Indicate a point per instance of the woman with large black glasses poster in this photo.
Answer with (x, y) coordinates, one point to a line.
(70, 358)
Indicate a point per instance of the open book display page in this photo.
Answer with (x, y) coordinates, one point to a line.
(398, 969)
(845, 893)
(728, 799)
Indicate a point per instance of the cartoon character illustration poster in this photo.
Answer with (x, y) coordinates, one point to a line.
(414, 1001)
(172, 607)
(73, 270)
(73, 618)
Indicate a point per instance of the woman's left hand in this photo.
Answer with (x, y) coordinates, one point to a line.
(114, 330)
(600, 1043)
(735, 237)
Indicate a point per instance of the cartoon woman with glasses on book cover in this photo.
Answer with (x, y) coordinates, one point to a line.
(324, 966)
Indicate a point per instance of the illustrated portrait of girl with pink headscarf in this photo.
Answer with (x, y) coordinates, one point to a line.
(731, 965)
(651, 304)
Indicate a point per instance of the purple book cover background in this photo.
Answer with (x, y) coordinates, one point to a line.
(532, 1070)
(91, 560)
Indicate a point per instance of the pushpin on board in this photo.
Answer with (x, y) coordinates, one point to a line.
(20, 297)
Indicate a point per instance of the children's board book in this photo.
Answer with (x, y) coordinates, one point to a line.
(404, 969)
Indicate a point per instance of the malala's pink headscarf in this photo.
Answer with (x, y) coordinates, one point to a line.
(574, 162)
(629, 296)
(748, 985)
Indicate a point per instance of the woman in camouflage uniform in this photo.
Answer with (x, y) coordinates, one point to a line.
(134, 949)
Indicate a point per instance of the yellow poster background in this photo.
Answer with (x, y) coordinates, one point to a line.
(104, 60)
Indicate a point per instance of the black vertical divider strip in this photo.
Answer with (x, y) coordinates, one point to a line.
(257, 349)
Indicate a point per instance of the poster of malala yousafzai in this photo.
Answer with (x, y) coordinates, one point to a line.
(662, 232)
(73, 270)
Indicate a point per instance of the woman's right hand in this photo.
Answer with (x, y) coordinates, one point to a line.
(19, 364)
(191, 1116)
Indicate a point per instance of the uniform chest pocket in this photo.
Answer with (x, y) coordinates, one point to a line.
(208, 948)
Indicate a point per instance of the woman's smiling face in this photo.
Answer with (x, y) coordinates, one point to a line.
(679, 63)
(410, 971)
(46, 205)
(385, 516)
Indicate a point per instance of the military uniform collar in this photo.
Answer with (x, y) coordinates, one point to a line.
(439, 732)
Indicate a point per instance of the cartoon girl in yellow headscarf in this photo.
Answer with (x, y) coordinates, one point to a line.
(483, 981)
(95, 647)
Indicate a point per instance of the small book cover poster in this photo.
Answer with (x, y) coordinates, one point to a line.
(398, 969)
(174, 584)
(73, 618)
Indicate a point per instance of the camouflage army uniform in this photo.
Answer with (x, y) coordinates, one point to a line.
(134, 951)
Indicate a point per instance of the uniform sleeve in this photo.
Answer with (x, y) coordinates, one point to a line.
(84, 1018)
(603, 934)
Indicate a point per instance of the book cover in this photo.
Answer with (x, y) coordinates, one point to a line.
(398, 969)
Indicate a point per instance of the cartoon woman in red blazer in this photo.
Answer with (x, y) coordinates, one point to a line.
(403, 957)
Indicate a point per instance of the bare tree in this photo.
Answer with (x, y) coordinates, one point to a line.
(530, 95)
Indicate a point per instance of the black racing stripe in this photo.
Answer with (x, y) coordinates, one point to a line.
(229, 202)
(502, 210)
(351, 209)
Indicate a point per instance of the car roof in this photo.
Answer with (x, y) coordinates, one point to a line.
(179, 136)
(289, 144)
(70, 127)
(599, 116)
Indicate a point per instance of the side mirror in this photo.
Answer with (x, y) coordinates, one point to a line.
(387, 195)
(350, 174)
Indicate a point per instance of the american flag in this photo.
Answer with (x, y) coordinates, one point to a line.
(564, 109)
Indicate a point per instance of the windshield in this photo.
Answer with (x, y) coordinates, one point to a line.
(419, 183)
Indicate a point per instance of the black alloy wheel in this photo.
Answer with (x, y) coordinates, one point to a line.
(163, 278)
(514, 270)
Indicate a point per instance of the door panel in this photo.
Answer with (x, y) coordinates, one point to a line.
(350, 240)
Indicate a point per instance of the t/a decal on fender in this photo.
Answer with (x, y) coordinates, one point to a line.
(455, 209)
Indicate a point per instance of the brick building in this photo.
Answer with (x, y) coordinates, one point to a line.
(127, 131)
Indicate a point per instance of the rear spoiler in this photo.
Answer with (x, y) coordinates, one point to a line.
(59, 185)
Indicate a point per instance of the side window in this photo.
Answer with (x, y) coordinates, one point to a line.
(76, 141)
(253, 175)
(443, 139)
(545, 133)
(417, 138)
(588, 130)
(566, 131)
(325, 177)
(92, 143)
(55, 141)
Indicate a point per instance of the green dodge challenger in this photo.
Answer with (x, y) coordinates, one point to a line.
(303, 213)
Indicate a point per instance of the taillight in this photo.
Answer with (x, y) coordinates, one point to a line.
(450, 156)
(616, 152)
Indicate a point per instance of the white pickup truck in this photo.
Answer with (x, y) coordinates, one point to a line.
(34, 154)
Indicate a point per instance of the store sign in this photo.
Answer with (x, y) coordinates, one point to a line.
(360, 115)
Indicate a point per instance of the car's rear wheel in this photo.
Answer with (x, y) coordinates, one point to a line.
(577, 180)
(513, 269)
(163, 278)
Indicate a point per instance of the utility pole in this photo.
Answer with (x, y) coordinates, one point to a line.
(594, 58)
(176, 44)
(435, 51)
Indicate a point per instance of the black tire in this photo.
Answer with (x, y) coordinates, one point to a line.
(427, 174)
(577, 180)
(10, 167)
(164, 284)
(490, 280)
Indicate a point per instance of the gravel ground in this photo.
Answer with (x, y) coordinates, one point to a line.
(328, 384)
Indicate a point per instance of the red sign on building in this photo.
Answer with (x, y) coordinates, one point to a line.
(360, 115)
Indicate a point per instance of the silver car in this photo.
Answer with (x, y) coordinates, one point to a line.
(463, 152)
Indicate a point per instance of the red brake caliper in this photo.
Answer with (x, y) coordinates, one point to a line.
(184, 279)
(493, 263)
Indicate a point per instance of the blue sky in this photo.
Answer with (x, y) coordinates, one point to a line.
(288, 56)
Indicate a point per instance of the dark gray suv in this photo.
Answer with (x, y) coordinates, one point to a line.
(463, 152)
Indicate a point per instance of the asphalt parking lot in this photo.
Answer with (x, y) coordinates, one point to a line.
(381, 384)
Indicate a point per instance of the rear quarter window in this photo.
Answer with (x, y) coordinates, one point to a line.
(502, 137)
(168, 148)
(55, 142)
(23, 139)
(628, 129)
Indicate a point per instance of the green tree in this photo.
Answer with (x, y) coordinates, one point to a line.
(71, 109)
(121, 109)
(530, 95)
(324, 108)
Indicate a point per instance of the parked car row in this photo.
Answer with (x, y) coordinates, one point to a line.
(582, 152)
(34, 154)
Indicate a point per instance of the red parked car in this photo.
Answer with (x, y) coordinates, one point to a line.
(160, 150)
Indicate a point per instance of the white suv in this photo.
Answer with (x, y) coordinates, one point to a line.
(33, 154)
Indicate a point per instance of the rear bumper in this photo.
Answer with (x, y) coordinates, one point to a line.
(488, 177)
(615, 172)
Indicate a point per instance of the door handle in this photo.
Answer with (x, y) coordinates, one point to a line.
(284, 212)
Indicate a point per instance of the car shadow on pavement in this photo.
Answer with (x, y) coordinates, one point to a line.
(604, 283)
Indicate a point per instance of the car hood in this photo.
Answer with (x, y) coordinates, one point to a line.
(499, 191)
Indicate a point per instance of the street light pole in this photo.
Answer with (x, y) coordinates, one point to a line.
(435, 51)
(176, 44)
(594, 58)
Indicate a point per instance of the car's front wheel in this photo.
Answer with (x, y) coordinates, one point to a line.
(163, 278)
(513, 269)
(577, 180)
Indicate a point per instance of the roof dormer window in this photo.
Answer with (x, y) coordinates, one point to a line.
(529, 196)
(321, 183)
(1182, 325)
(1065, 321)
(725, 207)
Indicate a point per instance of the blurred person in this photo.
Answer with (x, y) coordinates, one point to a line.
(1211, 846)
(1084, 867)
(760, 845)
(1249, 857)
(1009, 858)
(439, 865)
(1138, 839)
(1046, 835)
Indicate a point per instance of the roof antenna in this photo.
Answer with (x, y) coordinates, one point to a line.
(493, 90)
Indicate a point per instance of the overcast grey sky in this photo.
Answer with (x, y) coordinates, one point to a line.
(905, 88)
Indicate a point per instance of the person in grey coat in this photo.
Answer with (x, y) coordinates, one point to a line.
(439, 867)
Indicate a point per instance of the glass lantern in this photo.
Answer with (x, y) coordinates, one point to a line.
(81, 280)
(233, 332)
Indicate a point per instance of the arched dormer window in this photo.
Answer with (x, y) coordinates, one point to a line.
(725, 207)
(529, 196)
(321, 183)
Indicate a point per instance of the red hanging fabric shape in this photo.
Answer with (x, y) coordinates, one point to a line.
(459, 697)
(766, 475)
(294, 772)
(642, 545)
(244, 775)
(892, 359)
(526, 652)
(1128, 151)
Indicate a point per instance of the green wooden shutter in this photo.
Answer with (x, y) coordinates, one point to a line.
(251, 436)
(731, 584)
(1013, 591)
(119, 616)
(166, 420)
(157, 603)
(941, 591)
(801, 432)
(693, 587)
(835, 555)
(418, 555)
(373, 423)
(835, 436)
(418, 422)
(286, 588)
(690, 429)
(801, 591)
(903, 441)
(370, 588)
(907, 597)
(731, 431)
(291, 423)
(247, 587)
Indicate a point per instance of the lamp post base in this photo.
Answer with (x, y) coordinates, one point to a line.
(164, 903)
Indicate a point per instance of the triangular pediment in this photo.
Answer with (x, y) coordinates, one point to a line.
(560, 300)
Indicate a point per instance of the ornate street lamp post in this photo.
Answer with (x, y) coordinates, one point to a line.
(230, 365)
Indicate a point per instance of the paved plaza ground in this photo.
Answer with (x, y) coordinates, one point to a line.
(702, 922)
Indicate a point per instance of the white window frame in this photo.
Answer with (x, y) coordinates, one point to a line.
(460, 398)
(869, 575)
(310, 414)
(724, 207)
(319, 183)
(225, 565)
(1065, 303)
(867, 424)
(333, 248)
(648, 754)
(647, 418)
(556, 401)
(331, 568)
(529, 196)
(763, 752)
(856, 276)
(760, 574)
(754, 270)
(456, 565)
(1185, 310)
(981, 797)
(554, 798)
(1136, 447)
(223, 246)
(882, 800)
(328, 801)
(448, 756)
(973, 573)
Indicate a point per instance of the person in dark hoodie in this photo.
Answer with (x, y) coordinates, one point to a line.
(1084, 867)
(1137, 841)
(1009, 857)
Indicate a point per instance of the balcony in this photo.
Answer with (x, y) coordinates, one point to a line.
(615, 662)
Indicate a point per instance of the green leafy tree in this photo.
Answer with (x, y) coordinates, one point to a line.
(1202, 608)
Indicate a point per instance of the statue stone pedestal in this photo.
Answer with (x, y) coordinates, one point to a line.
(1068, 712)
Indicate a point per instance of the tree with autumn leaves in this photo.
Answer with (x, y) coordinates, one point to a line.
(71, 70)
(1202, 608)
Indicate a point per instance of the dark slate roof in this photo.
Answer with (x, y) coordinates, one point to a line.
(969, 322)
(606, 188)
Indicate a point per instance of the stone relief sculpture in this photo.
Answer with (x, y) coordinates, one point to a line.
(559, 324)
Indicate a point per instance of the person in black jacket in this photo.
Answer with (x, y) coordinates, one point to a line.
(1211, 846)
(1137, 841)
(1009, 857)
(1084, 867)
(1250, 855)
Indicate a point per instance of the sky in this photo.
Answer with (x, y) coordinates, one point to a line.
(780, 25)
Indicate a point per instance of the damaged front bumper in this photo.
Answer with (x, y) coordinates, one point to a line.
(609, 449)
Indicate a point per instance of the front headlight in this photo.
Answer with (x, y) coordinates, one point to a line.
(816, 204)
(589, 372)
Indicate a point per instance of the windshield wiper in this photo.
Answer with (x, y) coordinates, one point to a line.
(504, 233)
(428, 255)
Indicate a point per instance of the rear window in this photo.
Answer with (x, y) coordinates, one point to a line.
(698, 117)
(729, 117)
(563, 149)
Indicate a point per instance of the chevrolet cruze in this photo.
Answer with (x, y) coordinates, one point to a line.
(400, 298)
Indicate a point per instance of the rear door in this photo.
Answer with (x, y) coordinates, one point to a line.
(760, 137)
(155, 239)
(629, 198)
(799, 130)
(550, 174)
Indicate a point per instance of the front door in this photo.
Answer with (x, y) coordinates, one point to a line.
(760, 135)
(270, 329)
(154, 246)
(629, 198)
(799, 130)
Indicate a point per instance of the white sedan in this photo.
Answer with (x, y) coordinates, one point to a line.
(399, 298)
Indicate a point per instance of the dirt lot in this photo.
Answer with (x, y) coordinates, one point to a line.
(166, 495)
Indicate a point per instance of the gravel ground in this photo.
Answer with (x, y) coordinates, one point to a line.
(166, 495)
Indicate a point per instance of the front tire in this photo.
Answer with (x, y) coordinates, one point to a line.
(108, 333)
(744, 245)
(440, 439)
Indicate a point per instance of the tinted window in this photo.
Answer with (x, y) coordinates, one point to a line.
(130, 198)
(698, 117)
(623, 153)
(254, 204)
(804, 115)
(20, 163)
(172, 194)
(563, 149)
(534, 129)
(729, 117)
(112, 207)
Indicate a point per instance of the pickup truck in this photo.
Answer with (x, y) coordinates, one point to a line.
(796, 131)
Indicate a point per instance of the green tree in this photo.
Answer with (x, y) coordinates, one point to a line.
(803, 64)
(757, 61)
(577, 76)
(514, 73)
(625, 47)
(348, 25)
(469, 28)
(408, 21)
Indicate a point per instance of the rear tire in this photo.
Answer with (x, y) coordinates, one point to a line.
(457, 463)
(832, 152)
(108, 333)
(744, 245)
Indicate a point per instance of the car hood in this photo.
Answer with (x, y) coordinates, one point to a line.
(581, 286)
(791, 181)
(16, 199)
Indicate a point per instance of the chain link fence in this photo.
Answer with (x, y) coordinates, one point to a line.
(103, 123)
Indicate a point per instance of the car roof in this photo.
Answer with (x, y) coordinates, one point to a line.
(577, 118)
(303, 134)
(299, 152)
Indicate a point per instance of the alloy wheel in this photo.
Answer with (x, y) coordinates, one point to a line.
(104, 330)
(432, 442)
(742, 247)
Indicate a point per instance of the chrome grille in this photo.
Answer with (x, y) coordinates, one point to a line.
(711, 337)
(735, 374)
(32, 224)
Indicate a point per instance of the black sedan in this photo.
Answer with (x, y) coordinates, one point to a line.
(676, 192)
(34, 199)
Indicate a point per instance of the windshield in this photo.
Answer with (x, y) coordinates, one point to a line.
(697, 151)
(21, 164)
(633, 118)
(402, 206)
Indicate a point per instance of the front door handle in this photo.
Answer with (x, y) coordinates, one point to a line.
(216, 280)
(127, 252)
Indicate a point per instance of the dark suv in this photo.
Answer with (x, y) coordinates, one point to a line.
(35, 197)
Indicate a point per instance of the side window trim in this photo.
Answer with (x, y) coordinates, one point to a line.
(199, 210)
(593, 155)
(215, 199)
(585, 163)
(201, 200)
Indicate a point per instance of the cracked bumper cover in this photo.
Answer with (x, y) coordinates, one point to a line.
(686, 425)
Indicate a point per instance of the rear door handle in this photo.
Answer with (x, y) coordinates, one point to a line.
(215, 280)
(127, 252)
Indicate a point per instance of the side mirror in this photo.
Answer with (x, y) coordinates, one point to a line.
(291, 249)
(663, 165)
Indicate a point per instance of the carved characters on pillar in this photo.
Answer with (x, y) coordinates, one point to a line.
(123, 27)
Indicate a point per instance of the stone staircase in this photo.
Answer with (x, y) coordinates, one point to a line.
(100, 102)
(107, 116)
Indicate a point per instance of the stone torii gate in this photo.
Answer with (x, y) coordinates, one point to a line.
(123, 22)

##############################

:: How to complete this task ::
Search the listing for the string "sign". Copy each line where it is found.

:: Task result ::
Indicate a point per instance of the store sign in this photo.
Indicate a point per instance of the red sign on building in this photo.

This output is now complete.